_Data listing_.
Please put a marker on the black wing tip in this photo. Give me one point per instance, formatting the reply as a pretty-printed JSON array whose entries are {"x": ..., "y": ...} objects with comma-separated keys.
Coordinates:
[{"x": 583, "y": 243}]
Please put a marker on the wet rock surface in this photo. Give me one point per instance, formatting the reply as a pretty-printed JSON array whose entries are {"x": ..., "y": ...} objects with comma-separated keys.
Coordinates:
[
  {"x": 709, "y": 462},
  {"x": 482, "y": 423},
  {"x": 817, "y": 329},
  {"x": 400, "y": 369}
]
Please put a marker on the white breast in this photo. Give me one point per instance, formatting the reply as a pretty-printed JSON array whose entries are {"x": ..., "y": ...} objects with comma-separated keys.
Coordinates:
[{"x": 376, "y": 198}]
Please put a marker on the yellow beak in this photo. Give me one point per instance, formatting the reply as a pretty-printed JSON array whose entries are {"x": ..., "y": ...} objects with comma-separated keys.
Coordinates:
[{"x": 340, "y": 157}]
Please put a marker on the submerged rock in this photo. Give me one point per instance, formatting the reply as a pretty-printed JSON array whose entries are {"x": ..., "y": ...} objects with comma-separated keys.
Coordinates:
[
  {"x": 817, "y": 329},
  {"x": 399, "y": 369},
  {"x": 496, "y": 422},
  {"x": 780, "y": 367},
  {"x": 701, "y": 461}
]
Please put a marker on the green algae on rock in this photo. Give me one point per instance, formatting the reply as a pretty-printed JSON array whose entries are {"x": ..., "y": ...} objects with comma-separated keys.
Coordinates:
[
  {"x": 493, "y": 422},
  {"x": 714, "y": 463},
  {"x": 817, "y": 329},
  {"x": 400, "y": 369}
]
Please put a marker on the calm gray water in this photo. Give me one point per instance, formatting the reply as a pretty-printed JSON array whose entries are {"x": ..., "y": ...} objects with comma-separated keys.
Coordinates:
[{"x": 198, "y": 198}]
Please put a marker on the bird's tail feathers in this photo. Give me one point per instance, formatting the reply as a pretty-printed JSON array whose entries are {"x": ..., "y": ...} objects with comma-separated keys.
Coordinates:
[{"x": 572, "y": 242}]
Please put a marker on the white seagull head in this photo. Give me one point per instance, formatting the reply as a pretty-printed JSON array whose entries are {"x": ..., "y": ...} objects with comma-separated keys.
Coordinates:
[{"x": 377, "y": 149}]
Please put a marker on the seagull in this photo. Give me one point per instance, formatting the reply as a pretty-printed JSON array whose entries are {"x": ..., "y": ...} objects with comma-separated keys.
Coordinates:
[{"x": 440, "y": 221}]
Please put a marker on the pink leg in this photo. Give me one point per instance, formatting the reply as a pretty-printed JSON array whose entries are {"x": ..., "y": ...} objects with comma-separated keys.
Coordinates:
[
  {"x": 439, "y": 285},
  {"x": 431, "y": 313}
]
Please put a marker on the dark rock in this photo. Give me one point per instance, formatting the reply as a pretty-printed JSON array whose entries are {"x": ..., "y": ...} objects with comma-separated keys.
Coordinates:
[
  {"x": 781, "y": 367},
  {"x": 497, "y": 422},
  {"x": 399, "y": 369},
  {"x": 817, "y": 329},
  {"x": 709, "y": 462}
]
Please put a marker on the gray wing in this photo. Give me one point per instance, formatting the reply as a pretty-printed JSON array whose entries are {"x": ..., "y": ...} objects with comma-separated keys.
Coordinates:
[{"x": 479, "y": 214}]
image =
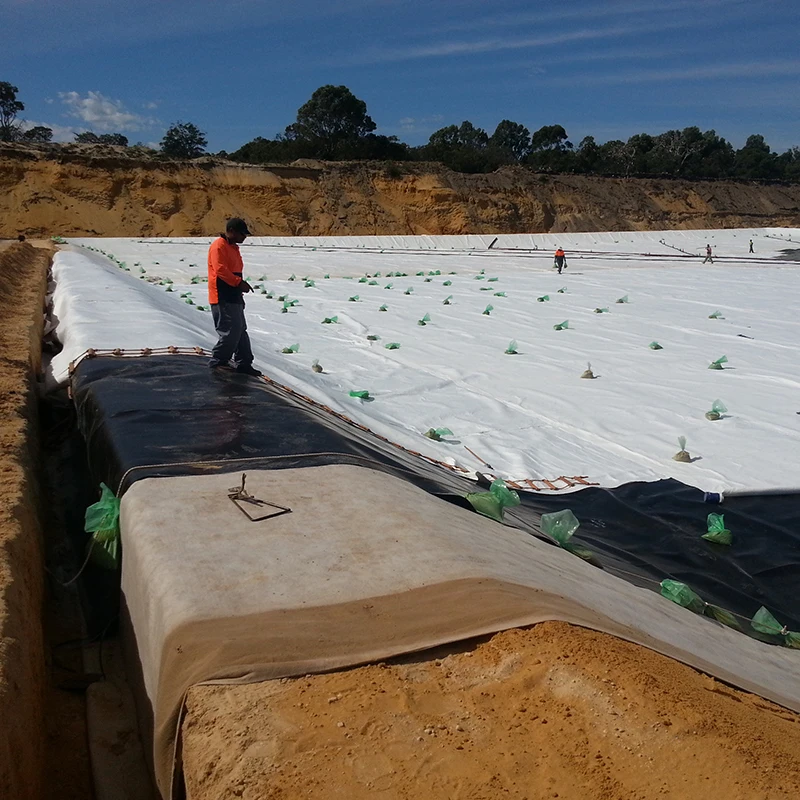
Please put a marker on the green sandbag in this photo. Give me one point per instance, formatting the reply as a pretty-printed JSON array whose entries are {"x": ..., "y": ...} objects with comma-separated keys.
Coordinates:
[
  {"x": 437, "y": 433},
  {"x": 718, "y": 363},
  {"x": 764, "y": 622},
  {"x": 681, "y": 594},
  {"x": 102, "y": 521},
  {"x": 717, "y": 532},
  {"x": 493, "y": 503}
]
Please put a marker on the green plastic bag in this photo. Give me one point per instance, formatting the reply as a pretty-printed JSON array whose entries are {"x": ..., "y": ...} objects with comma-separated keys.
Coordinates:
[
  {"x": 437, "y": 433},
  {"x": 764, "y": 622},
  {"x": 681, "y": 594},
  {"x": 102, "y": 521},
  {"x": 718, "y": 363},
  {"x": 717, "y": 532},
  {"x": 718, "y": 408},
  {"x": 561, "y": 525},
  {"x": 493, "y": 503}
]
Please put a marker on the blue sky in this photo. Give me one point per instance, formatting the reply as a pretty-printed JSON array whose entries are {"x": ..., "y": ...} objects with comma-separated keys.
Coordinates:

_Goal_.
Return all of the entries word for word, but omit the pictures.

_Correct answer_.
Please put a marker on the black wing tip in this photo. Give me one point per instance, formatting the reply as a pretty-printed JSON array whose entries are {"x": ..., "y": ...} objects with comma-separated keys.
Coordinates:
[{"x": 583, "y": 243}]
Please put a marker on the wet rock surface in this photo. Give me one point per instance, formatting the reply as a pretty-printed JSON array whose entries are {"x": ..., "y": ...} objects with comma-separated keys.
Coordinates:
[
  {"x": 709, "y": 462},
  {"x": 482, "y": 423},
  {"x": 817, "y": 329},
  {"x": 400, "y": 369}
]
Please put a marker on the white breast in this photo. Give me one point per instance, formatting the reply as a pretty-printed JSON array whose entries are {"x": ..., "y": ...} objects with comma-separated keys.
Coordinates:
[{"x": 376, "y": 198}]
Please put a marker on the yellow beak in this photo. Give me one point per instance, formatting the reply as a pretty-printed JSON array whose entries are {"x": ..., "y": ...} objects with comma-separated keys.
Coordinates:
[{"x": 340, "y": 157}]
Please put a marker on the submerged rock in this photo. Give me one point per instance, formatting the reply as a pretty-printed JSON array whose entries are {"x": ..., "y": ...} objects with comma-separated keys.
Coordinates:
[
  {"x": 817, "y": 329},
  {"x": 399, "y": 369},
  {"x": 496, "y": 422},
  {"x": 780, "y": 367},
  {"x": 701, "y": 461}
]
Please put a marker on the green algae on rock in this photo. Give me one point per instance, formatting the reply as a pretty-printed JSON array whose entries are {"x": ..., "y": ...} objects with comma-separated keys.
Coordinates:
[
  {"x": 493, "y": 422},
  {"x": 714, "y": 463},
  {"x": 817, "y": 329},
  {"x": 400, "y": 369}
]
Please put a marker on the calm gray water in this photo. Give me one point per instance, formatting the reply as a pretty-printed JSON array whose entries are {"x": ..., "y": ...} objects with comma-separated keys.
Coordinates:
[{"x": 198, "y": 198}]
Please put a marker on the bird's tail feathers in this photo. Give me one point per instance, formatting the reply as a pretty-printed JSON array whose entries are {"x": ..., "y": ...} objects with comma-separated keys.
Coordinates:
[{"x": 572, "y": 242}]
Please put a marker on the white seagull head in this photo. Give me one point per instance, formatting the reply as a pretty-printed JSON array whose entries are {"x": ..., "y": ...} objects with comma-separated keys.
Coordinates:
[{"x": 377, "y": 149}]
Please put a marker on the seagull in this photo. Give me one point per instance, formatting the reply as a pretty-printed JSON array whose entries are {"x": ..., "y": ...} objects with comma-separated keys.
Coordinates:
[{"x": 440, "y": 221}]
Please put a marker on the pink leg in this photo. Give me one point per instance, formatting the reply as a pretty-printed JSON array whose entries are {"x": ..., "y": ...} objects with comma-separated keys.
Coordinates:
[
  {"x": 439, "y": 285},
  {"x": 431, "y": 313}
]
Please put a marker on the dark rock in this photo. Give me one point per instance, formatting the reply as a pretty-printed JSON array whose entries are {"x": ..., "y": ...} objects with comma-separated keys.
Coordinates:
[
  {"x": 781, "y": 367},
  {"x": 497, "y": 422},
  {"x": 399, "y": 369},
  {"x": 817, "y": 329},
  {"x": 709, "y": 462}
]
Please put a marker on the gray wing in this photo. Give me one point per instance, formatting the reply as a pretty-printed JSON array whose entries are {"x": ..., "y": ...} objects with comma-separated keys.
Coordinates:
[{"x": 479, "y": 214}]
image =
Please put a marker on the green sandbag in this photo. Give me one point per instance, formatting the reply as a pretty-printed JSON array whose entries are {"x": ..., "y": ...} objects with comma-separated keys.
Coordinates:
[
  {"x": 437, "y": 433},
  {"x": 718, "y": 363},
  {"x": 764, "y": 622},
  {"x": 681, "y": 594},
  {"x": 102, "y": 521},
  {"x": 717, "y": 532},
  {"x": 493, "y": 503}
]
Please put a marker on the green plastic bag in this photo. Give me one point per instance, formatting the reply as a pretty-printed JSON array whose entries are {"x": ..., "y": ...} objects with comma-separated keys.
Coordinates:
[
  {"x": 437, "y": 433},
  {"x": 764, "y": 622},
  {"x": 681, "y": 594},
  {"x": 102, "y": 521},
  {"x": 718, "y": 363},
  {"x": 717, "y": 532},
  {"x": 718, "y": 408},
  {"x": 561, "y": 525},
  {"x": 493, "y": 503}
]
Please put a marker on the blue sky in this photo. Give me one point per instance, formatting the reply as a pretty-printed JSON array whose entries are {"x": ..., "y": ...} objects with comma-separated keys.
Coordinates:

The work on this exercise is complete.